[Saved entries]

◇ ◇ ◇ ◇ ◇

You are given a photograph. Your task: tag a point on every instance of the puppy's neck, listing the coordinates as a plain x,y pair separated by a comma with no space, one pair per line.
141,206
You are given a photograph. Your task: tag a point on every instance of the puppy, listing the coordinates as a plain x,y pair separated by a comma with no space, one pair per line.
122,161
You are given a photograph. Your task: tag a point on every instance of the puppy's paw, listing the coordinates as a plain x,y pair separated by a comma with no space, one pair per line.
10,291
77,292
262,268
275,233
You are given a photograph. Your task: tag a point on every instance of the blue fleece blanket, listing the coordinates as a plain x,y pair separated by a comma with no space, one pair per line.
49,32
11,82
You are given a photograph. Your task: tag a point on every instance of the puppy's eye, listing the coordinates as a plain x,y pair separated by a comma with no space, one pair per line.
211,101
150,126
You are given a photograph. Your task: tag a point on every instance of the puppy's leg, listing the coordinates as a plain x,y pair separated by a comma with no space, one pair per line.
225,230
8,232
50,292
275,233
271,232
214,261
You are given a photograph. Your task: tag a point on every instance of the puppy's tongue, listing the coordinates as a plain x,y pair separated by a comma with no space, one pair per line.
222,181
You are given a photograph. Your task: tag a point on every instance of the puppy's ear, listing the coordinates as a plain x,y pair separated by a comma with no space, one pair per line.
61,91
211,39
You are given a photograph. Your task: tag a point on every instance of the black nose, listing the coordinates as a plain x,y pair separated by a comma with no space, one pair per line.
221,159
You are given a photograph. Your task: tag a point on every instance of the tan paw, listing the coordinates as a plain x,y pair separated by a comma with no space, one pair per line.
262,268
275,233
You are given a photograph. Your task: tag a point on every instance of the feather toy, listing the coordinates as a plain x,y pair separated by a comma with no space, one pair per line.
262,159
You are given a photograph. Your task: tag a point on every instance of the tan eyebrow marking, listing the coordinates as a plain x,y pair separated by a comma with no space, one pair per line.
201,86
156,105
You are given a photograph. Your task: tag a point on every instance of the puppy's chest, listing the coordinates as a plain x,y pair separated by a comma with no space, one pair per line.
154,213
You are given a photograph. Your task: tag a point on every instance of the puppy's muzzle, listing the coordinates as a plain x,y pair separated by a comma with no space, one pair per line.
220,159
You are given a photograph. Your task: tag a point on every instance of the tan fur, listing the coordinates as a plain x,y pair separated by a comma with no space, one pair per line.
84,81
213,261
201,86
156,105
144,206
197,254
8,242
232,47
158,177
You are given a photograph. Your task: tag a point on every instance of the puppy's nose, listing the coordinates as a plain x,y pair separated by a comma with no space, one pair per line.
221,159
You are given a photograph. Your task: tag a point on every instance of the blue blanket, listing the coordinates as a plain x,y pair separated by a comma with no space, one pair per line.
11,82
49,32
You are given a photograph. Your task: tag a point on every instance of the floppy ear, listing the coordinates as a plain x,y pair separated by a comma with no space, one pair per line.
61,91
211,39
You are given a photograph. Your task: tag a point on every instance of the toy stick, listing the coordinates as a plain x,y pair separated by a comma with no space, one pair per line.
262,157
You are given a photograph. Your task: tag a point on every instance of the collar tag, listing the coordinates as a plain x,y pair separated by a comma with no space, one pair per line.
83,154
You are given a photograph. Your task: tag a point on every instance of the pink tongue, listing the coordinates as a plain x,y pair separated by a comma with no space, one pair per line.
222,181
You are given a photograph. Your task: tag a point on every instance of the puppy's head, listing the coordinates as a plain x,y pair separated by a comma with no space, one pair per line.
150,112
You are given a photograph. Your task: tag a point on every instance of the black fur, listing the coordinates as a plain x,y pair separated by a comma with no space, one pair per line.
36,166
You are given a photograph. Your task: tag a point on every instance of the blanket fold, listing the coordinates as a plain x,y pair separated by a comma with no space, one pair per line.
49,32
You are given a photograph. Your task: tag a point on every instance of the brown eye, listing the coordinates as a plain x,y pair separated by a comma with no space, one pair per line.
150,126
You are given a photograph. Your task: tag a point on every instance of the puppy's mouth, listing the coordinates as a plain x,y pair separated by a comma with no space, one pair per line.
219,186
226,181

◇ ◇ ◇ ◇ ◇

The data above should be copied exactly, with no line omitted.

You are given a photograph. Your task: tag a point on every instance of the puppy's neck, listing the coordinates as a plain x,y pair separated by a comma with no space, one pair per line.
141,206
You are given a photograph. Your task: tag a point on every instance of the puppy, listing the coordinates as a plain x,y pair separated by a comma with no space, one pair per line.
122,161
You are given a photograph. Your task: tag a point on every instance of the puppy's paw, listing the coordinates as a plain x,y pair separated by a comma with no space, one pair per line.
10,291
77,292
262,268
275,233
You are given a photograph. Your task: tag a point on every instance of the blue fleece blanket, listing the coordinates as a plain x,y pair separated by a comma with no space, one pair per line.
49,32
11,82
You are given a photograph. Your task: tag a point on every instance of the puppy's eye, listing the coordinates as a plain x,y pair separated by a comma with no space, one pair per line.
211,101
150,126
You are given a photograph. Your task: tag a point on every instance of the puppy's leg, listing the coordinates as a plain x,y pair separated by a comma with no space, one pair per line.
225,230
8,232
50,292
275,233
271,232
214,261
You are given a photograph. Your task: tag a point on every instance of the puppy's tongue, listing the coordinates as a plain x,y pair separated by a comma with no space, one pair per line.
222,181
You are given a photograph. Your task: tag a point on every instance of the puppy's ear, listing the coordinates as a plain x,y pair separated by a comma with no space, one pair per line.
61,91
211,39
You are given a photograph. Your task: tag a point on every instance of the black nose, listing the coordinates as a plain x,y pair separated by a comma with no space, one pair per line.
221,159
You are given a photograph. Your task: tag a point on every instance of the tan paw, listing the coordinates as a plain x,y pair separated by a comma with no space, one pair per line.
262,268
275,233
You are given a photograph. Your task: tag a point on every instance of the feather toy, listing the coordinates as a plain x,y pair separated by a comma with no space, one pair per line.
262,159
You are given a photograph. Your task: tag a point on every instance of the tan eyebrow marking, listing the coordinates as a plain x,y pair separated by a comma with no space, one pair per line.
201,86
156,105
You are given a photograph. Your task: tag a point on every instance of the puppy's chest, listing the coordinates as a plain x,y pair separated by a comma with no space, one pair per line.
154,213
You are given a photograph. Your task: tag a point on every instance of the puppy's muzzle, listing the coordinates as a plain x,y pair separated by a comma with no space, one pair per line.
220,159
You are given a photograph. Your task: tag a point on every instance of the tan fur, listing the coordinates as a plain x,y pair separated by a comma with no space, one pair per line.
84,81
213,261
201,86
156,105
144,206
197,254
8,242
232,47
158,177
You are given a photograph. Your task: tag a point on every instance of the puppy's nose, listing the coordinates as a plain x,y pair separated by a comma with no space, one pair per line.
221,159
You are given a photograph. Your task: tag a point on every instance of the blue blanket, listing the coordinates as a plain x,y pair separated by a comma with no space, one pair per line.
11,82
49,32
You are given a photograph. Your task: tag a point on every instance of the floppy ear, listing the coordinates as a plain x,y pair separated by a comma with no space, one pair per line.
61,91
211,39
You are given a photograph. Your task: tag a point on every instance of the toy stick, listing the coordinates as a plain x,y pair separated by a comma with no space, one pair per line.
262,157
You are given a photograph. Your task: tag a point on every instance of the collar tag, listing the coordinates as a plain x,y pair separated by a comma with no space, one pair per line.
83,154
You are given a photograph. Your task: tag a point on every instance of the pink tongue, listing the coordinates as a plain x,y pair separated by a comma with no space, one pair per line.
222,181
You are given a photograph. Your task: tag a point on every instance of the puppy's head, listing the coordinates as a plain x,y pair separated by a comma with no space, one pair per line.
150,112
You are given a photograph. Your task: tag a point on every instance of the black fur, listing the coordinates as a plain x,y pair separated by a comma with no space, one pair per line.
36,166
You are given a photograph. Your task: tag a point on every instance of the blanket fold, listing the coordinates as a plain x,y pair separated by a comma with no space, one pair per line.
49,32
You are given a photograph. Your task: tag a point on every instance of the brown eye, listing the coordinates as a plain x,y pair separated by a comma with no space, one pair per line.
150,126
You are given a photograph. Your task: tag a point on every instance of the puppy's mouth, listing the coordinates as a plain x,y pair separated by a comma with no space, one pair per line.
219,186
226,181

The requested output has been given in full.